- _DATA FOR PROCESSING_

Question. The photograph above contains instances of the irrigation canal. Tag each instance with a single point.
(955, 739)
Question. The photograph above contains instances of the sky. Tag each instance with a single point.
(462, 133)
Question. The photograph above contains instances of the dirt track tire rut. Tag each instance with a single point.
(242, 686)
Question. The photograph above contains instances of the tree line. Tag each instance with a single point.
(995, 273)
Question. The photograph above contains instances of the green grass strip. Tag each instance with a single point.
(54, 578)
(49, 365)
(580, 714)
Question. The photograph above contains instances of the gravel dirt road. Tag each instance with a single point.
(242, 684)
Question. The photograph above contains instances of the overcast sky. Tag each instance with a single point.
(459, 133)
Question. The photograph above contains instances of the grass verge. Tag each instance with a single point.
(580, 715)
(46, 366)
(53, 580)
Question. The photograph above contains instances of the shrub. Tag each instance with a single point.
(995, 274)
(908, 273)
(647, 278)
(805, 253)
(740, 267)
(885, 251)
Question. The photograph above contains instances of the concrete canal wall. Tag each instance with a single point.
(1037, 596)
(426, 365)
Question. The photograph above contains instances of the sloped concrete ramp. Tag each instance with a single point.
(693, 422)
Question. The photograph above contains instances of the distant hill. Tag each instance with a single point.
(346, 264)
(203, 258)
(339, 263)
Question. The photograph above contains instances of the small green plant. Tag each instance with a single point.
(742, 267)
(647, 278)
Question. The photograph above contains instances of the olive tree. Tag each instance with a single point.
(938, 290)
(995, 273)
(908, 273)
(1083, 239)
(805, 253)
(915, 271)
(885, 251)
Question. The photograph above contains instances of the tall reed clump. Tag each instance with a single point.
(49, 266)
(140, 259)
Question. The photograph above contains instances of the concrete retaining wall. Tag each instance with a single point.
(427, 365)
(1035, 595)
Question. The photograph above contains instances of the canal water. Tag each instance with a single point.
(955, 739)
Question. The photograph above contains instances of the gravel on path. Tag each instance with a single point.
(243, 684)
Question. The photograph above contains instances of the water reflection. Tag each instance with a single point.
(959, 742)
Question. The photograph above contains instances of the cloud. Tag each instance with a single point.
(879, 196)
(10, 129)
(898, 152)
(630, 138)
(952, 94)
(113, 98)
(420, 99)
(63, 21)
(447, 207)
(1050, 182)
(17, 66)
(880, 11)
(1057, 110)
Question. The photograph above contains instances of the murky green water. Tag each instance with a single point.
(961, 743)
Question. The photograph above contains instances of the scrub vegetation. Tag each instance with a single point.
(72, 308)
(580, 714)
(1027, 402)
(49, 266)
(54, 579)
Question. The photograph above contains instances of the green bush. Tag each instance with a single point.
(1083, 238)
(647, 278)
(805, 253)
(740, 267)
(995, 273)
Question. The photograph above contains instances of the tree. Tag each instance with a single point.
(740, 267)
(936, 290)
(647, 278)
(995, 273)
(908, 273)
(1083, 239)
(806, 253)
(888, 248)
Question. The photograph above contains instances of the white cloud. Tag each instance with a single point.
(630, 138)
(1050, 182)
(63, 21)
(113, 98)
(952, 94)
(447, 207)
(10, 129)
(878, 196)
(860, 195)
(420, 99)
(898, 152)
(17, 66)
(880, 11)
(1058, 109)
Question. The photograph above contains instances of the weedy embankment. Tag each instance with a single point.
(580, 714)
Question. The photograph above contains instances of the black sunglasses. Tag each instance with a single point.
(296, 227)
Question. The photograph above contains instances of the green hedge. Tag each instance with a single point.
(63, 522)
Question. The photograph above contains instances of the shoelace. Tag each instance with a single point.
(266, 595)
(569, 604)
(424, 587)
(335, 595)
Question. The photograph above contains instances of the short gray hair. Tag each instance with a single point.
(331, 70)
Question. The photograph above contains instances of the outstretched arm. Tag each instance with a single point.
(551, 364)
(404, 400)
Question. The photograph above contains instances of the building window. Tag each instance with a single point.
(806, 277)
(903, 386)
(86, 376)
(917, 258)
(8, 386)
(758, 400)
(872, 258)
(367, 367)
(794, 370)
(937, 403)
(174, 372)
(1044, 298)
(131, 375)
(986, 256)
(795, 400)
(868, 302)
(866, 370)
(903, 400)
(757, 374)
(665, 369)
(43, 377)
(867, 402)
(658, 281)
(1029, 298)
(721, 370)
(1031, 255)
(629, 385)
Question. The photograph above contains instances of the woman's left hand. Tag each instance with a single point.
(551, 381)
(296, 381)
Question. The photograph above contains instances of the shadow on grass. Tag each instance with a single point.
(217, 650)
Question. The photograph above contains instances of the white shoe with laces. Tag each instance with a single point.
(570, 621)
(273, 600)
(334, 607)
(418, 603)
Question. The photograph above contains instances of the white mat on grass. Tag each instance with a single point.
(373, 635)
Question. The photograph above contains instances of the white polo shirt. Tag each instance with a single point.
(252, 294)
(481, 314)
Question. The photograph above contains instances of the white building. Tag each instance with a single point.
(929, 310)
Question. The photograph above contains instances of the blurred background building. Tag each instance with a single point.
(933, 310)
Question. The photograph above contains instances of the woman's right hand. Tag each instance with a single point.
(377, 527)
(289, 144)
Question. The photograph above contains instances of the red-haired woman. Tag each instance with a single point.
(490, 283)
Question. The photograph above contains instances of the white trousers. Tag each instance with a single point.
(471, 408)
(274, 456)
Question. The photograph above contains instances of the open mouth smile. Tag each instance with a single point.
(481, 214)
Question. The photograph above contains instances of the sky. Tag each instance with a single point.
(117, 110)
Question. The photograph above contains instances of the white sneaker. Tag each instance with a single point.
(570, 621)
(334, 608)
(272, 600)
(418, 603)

- _OBJECTIVE_
Can you print, unchanged, every line from the one containing "shirt. Tag each instance with a single point." up to and including the final line of the rows?

- _SOLUTION_
Question. The photograph above contains instances of the white polo shirt. Tag each instance with a single point.
(252, 294)
(481, 314)
Question. The photograph above contains instances of the white building. Tag each instance with a single point.
(929, 310)
Question. The photograph above contains instances of the blurred background building. Tag each instance with a single point.
(933, 310)
Question. The photograph above contains instances of the woman's right hand. Tag each instance with a single point.
(377, 527)
(289, 144)
Question. The photograph above contains instances of the red-haired woman. Tag each instance with a single point.
(490, 283)
Question. The photograph above contains instances of the white trousers. Tag each instance with a single point.
(471, 408)
(274, 456)
Question. The photograph above contains instances of the open mouth smile. Tag each instance with a single point.
(481, 214)
Question. The photograph above contains instances of the sky. Tag each instance with a single point.
(117, 110)
Question. The photograph above contains instances of the white sneaker. Tag each instance with a single point.
(570, 621)
(334, 608)
(272, 600)
(418, 603)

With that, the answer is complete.